> **WORK REQUEST**:
Search the records for the string "petal" and return each line that has it.

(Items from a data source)
┌──
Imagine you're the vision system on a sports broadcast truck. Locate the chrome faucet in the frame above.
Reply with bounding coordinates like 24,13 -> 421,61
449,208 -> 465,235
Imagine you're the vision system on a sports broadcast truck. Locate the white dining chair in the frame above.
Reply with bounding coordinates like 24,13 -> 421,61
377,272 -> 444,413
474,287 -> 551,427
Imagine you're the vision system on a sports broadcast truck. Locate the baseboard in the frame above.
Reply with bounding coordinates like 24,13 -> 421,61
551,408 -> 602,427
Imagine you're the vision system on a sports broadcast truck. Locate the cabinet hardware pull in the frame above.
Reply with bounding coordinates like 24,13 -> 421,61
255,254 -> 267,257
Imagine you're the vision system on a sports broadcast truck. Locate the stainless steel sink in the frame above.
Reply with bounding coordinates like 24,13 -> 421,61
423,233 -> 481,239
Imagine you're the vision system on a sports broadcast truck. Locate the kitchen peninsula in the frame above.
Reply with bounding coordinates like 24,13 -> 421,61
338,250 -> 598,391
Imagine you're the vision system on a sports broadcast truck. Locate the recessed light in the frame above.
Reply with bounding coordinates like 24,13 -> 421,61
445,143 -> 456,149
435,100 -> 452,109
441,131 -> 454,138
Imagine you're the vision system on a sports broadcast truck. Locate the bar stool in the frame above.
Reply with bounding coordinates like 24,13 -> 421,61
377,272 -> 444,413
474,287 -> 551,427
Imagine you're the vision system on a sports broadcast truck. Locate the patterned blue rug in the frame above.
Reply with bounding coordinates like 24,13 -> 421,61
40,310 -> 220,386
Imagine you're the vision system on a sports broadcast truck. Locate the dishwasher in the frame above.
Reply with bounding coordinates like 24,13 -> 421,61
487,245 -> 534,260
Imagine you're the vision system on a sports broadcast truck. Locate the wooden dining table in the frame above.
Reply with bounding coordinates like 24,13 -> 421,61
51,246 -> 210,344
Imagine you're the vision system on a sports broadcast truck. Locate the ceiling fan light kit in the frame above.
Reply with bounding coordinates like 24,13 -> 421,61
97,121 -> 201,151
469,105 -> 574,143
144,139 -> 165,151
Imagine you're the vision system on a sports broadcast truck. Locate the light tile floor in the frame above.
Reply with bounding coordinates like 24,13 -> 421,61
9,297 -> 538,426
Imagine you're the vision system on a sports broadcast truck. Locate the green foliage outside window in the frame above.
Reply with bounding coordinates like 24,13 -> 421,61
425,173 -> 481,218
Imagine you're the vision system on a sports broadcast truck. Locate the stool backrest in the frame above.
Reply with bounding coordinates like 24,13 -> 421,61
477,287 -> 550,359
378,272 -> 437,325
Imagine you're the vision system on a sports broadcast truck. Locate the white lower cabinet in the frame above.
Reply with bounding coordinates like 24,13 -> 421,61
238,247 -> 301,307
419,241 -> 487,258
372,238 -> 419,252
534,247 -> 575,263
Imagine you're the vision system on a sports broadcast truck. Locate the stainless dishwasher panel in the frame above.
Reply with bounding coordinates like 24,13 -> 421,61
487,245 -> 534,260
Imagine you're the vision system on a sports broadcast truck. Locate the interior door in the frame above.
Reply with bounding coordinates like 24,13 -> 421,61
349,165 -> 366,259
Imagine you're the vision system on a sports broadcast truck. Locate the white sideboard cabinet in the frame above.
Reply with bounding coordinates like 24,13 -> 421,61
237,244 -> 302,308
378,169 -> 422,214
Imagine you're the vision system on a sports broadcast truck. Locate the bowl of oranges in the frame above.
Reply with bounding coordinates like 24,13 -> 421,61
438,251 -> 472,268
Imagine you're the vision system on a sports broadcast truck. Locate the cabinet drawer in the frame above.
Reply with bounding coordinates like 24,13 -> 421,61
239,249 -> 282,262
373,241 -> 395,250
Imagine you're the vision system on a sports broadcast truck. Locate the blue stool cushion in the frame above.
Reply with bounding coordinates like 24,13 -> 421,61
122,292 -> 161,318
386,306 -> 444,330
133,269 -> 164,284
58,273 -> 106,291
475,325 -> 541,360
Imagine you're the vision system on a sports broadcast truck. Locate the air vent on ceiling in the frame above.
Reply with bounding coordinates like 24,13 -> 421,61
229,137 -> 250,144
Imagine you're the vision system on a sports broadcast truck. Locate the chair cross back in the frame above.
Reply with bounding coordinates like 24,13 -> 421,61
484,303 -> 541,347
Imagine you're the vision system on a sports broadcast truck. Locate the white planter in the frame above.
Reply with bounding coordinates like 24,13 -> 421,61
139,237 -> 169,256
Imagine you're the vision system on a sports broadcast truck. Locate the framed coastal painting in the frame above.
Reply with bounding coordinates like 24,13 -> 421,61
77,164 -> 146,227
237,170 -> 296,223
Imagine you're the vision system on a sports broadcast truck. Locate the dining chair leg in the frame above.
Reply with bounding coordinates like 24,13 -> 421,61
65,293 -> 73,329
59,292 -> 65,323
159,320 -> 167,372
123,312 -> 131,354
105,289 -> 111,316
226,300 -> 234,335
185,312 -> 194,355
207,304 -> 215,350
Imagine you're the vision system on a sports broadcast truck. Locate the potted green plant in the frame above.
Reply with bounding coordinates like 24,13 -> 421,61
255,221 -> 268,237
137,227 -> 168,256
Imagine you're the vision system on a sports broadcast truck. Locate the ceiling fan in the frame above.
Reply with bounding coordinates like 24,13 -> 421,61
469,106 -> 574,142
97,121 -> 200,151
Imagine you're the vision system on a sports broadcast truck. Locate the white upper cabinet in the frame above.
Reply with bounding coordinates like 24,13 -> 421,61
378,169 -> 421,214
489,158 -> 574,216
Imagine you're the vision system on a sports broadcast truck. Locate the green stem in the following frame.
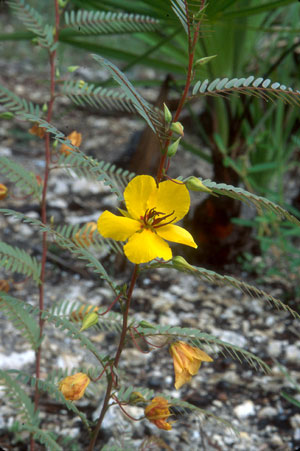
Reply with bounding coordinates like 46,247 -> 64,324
87,264 -> 139,451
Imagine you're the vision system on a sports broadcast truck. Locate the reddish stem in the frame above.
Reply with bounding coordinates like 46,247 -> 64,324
30,2 -> 60,450
87,264 -> 139,451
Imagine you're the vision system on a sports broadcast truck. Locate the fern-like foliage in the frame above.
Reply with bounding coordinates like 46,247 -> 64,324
7,0 -> 55,50
17,112 -> 134,200
7,369 -> 91,432
197,178 -> 300,226
191,76 -> 300,107
0,209 -> 118,292
41,309 -> 110,365
92,55 -> 166,142
0,242 -> 41,284
0,293 -> 41,350
63,80 -> 137,114
22,425 -> 63,451
0,370 -> 40,427
152,260 -> 300,319
0,156 -> 42,200
0,83 -> 40,116
64,10 -> 159,35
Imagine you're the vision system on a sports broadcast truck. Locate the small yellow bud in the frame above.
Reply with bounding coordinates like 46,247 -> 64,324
167,137 -> 181,157
0,184 -> 8,200
42,103 -> 48,112
129,391 -> 146,405
172,255 -> 195,272
80,312 -> 98,332
184,176 -> 212,193
163,103 -> 172,123
170,122 -> 184,136
78,80 -> 86,89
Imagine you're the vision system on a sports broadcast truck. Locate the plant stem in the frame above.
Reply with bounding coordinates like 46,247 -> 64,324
87,264 -> 139,451
156,2 -> 202,183
30,2 -> 60,450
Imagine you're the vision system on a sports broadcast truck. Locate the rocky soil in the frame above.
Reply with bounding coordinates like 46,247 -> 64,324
0,60 -> 300,451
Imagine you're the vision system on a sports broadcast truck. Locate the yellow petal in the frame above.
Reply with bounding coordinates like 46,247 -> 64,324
124,175 -> 157,220
174,369 -> 192,390
97,211 -> 140,241
149,180 -> 190,222
124,229 -> 172,264
157,224 -> 197,248
191,348 -> 214,362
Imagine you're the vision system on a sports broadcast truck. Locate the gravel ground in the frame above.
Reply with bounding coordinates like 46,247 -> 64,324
0,61 -> 300,451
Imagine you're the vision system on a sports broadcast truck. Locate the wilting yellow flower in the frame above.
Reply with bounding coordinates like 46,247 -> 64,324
170,341 -> 213,390
59,130 -> 82,155
58,372 -> 90,401
97,175 -> 197,264
74,222 -> 97,247
28,123 -> 46,139
145,397 -> 172,431
0,184 -> 8,200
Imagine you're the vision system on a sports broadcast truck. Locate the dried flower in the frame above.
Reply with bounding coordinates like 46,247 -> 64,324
58,372 -> 90,401
169,341 -> 213,389
59,130 -> 82,155
145,397 -> 172,430
28,123 -> 46,139
97,175 -> 197,264
0,184 -> 8,200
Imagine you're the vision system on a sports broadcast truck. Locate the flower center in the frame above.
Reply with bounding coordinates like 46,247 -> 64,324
140,208 -> 176,230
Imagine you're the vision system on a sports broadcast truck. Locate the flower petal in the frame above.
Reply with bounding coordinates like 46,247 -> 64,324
124,229 -> 172,263
157,224 -> 197,248
174,369 -> 192,390
149,180 -> 190,221
97,211 -> 140,241
124,175 -> 157,220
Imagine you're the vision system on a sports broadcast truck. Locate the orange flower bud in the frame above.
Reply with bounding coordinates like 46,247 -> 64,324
0,184 -> 8,200
169,341 -> 213,390
36,175 -> 43,186
28,123 -> 46,139
145,397 -> 172,431
59,130 -> 82,155
58,372 -> 90,401
74,222 -> 97,247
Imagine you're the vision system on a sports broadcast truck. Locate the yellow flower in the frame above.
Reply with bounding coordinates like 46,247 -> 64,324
58,372 -> 90,401
59,130 -> 82,155
97,175 -> 197,264
170,341 -> 213,390
145,397 -> 172,431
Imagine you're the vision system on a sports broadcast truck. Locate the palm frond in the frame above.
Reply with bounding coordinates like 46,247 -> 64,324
0,156 -> 42,199
63,80 -> 137,114
0,83 -> 40,116
0,370 -> 40,427
64,10 -> 159,35
191,76 -> 300,107
0,242 -> 41,284
92,55 -> 166,142
7,0 -> 55,50
137,324 -> 270,373
197,178 -> 300,226
0,293 -> 41,350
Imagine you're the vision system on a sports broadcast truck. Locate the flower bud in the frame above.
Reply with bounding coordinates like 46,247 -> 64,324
67,65 -> 79,73
184,176 -> 212,193
0,112 -> 14,119
138,320 -> 156,330
194,55 -> 217,67
170,121 -> 184,136
70,304 -> 99,322
0,184 -> 8,200
58,372 -> 90,401
172,255 -> 195,272
163,103 -> 172,123
129,391 -> 146,405
80,312 -> 98,332
145,397 -> 172,430
167,137 -> 181,157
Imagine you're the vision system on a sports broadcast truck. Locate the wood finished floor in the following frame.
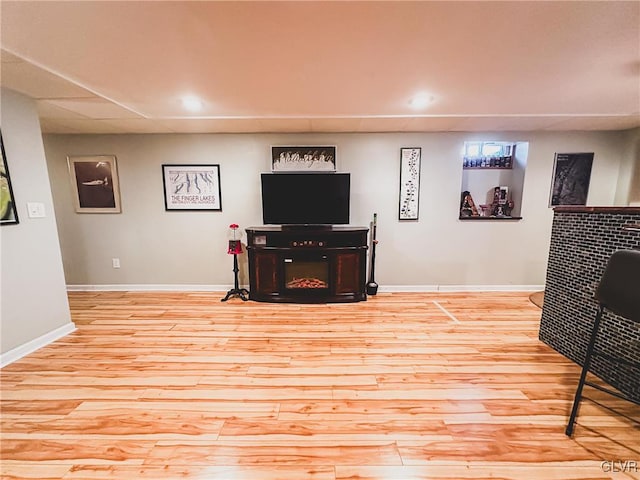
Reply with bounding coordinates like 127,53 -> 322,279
1,291 -> 639,480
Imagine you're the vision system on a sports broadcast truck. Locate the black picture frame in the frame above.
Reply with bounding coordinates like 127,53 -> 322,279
0,131 -> 19,225
271,146 -> 336,172
549,152 -> 594,207
67,155 -> 122,213
162,164 -> 222,211
399,147 -> 421,220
└──
> **OUTPUT FOR THIS TASK**:
Imagine you're the vision system on a sports broadcast truck. Locate the yellow petal in the frame above.
Imagine you're the vision system on a sports broadcast truck. Locate the flower petal in the frame above.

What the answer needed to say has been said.